Instructions to follow
The entries that follow include a run beginning at the line with "Provide the mask of each instance of the setib" and ending at the line with "Provide the mask of each instance of the player's"; restate that run word for word and leave the rest out.

(Extracted records)
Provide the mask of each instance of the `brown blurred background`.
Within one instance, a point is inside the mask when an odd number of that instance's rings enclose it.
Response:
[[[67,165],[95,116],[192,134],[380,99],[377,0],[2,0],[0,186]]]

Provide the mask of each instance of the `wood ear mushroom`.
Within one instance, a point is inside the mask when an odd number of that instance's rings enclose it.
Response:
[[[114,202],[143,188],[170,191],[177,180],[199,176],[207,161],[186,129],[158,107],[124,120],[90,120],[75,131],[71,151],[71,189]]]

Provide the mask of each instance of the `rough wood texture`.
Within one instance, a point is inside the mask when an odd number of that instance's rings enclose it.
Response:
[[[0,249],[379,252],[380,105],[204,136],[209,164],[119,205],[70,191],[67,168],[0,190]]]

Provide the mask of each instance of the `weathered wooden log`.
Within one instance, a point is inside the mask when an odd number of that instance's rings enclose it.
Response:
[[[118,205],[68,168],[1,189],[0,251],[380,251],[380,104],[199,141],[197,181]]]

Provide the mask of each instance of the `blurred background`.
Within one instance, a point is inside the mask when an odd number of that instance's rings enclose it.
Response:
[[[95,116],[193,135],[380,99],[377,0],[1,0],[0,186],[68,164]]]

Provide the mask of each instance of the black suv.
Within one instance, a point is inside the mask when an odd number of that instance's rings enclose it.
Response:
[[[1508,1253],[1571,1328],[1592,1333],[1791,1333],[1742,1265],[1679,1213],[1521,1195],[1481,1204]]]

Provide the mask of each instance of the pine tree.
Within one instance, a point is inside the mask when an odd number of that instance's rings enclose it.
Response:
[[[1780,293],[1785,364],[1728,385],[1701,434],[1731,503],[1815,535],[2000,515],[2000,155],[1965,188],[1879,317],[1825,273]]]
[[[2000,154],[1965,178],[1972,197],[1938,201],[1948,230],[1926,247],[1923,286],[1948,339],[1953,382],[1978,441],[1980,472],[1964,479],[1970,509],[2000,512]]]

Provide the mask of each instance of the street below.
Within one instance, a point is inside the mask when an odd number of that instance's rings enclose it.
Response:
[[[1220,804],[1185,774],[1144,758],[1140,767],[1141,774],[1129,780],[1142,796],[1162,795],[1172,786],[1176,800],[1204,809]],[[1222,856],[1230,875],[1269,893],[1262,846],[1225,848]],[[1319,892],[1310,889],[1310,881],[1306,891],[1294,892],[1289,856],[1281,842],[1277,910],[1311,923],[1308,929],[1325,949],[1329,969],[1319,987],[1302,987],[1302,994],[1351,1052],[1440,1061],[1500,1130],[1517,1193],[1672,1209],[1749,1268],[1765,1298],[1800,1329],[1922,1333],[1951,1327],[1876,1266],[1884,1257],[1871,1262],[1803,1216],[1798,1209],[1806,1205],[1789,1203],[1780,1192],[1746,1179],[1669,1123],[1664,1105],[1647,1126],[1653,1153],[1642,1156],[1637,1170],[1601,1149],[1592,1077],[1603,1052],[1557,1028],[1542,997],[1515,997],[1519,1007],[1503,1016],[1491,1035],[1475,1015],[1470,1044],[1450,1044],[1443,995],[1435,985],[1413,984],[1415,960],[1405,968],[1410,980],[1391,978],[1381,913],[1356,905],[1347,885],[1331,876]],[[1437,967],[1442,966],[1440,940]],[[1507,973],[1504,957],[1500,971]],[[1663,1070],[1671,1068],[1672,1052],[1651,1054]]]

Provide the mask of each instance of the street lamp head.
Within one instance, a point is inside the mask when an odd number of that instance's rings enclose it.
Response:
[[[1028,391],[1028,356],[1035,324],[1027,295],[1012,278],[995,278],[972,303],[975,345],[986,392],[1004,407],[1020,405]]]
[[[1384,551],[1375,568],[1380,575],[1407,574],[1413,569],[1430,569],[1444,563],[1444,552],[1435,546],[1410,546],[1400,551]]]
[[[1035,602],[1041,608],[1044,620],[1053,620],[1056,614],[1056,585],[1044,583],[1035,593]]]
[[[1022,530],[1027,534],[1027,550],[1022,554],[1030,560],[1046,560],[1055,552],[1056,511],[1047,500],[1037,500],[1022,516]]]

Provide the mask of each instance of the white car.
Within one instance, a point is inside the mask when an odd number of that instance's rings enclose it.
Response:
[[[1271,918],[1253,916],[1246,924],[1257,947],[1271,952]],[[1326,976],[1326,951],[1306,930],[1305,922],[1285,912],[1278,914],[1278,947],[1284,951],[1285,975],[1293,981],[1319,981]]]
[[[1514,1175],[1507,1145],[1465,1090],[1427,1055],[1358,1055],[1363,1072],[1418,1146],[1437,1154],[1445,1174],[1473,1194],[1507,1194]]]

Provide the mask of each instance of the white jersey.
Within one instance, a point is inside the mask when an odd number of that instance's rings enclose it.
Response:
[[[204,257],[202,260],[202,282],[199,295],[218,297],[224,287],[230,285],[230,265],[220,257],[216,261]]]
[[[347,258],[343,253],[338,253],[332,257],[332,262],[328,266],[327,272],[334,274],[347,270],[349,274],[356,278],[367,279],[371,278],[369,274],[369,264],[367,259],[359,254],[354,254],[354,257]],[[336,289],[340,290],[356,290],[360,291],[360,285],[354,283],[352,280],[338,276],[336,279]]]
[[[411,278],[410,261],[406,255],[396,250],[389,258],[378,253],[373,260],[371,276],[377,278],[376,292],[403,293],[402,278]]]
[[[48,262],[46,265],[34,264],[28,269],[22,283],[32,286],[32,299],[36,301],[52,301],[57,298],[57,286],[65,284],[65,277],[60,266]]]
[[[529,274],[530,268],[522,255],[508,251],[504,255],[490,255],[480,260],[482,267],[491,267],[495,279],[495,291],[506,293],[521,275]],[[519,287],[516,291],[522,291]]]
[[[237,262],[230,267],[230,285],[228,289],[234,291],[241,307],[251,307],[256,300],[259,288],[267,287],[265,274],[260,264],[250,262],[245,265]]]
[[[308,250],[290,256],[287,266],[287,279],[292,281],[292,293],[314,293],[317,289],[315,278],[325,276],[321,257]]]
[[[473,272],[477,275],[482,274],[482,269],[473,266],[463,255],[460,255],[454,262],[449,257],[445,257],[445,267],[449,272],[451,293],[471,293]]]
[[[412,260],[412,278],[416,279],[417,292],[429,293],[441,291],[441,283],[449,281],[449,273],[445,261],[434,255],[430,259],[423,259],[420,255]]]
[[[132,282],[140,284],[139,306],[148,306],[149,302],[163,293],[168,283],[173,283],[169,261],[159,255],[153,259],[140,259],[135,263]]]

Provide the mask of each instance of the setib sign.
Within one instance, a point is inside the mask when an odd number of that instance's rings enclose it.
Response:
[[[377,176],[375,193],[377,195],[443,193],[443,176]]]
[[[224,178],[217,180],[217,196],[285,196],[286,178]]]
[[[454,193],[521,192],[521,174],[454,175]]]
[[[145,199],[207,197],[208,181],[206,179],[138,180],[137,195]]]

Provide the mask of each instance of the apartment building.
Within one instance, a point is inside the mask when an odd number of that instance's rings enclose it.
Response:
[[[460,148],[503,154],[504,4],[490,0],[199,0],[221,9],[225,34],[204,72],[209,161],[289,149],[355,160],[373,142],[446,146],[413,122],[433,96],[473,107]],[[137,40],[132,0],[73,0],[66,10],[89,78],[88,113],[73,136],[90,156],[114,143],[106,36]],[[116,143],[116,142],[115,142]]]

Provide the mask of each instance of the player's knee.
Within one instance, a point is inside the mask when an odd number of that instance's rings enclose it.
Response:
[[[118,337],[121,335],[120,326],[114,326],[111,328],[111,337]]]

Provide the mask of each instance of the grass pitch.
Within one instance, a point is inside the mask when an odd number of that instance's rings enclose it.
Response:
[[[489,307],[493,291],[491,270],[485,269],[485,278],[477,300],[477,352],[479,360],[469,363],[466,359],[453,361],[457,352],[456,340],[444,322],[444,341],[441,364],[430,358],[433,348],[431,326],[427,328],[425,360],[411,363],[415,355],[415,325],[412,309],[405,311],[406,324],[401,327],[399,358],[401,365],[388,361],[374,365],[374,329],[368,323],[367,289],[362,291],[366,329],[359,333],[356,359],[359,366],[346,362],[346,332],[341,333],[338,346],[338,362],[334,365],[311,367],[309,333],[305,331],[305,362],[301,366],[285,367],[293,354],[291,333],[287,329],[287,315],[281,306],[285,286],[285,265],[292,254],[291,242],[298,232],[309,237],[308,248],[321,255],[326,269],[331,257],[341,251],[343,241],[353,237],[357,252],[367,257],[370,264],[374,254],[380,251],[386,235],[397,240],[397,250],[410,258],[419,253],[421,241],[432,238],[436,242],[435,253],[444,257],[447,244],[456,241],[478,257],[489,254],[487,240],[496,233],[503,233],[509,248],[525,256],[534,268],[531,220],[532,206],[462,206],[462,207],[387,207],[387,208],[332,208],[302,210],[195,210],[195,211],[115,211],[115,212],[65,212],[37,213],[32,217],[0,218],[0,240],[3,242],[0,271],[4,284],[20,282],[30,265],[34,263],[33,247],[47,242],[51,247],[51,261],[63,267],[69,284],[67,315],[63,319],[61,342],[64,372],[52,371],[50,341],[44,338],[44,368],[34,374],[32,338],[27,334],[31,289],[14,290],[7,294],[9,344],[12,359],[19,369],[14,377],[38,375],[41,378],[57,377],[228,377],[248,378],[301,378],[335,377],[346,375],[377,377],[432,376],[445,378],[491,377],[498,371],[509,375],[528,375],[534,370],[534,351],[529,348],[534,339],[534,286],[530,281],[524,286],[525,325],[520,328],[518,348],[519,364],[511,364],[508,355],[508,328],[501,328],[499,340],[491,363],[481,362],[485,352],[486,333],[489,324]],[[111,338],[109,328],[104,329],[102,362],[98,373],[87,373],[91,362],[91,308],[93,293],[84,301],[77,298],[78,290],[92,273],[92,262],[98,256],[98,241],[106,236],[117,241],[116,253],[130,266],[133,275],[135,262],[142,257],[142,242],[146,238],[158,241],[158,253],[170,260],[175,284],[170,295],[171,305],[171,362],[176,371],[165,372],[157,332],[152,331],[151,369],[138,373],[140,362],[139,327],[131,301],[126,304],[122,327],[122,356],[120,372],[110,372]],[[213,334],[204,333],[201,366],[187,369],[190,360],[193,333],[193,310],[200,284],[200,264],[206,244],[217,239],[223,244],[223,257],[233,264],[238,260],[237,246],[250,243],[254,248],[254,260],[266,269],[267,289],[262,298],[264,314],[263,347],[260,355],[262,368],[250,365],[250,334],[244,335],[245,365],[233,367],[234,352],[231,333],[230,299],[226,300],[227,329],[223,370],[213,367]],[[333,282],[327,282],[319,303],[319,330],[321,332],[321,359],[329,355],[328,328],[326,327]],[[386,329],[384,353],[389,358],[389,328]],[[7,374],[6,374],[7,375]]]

Response box
Provide the mask of each instance of the setib sign.
Within one instance, a point is inside the mask when an odd number of that instance's rings enclose it.
Response:
[[[377,176],[375,193],[377,195],[443,193],[443,176]]]
[[[224,178],[217,180],[217,196],[285,196],[286,178]]]
[[[454,193],[521,192],[521,174],[454,175]]]
[[[145,199],[207,197],[208,181],[206,179],[138,180],[137,195]]]

Provide the mask of each instance of the apartment building.
Within one instance, a point is inside the mask when an odd number of that instance's rings enclose it.
Response:
[[[460,148],[503,154],[504,4],[490,0],[199,0],[221,9],[225,34],[204,72],[209,161],[289,149],[355,160],[373,142],[446,146],[413,122],[433,96],[473,107]],[[137,40],[132,0],[73,0],[66,10],[89,78],[88,113],[73,136],[90,156],[114,143],[106,36]],[[116,143],[116,142],[115,142]]]

Provide the mask of each instance of the player's knee.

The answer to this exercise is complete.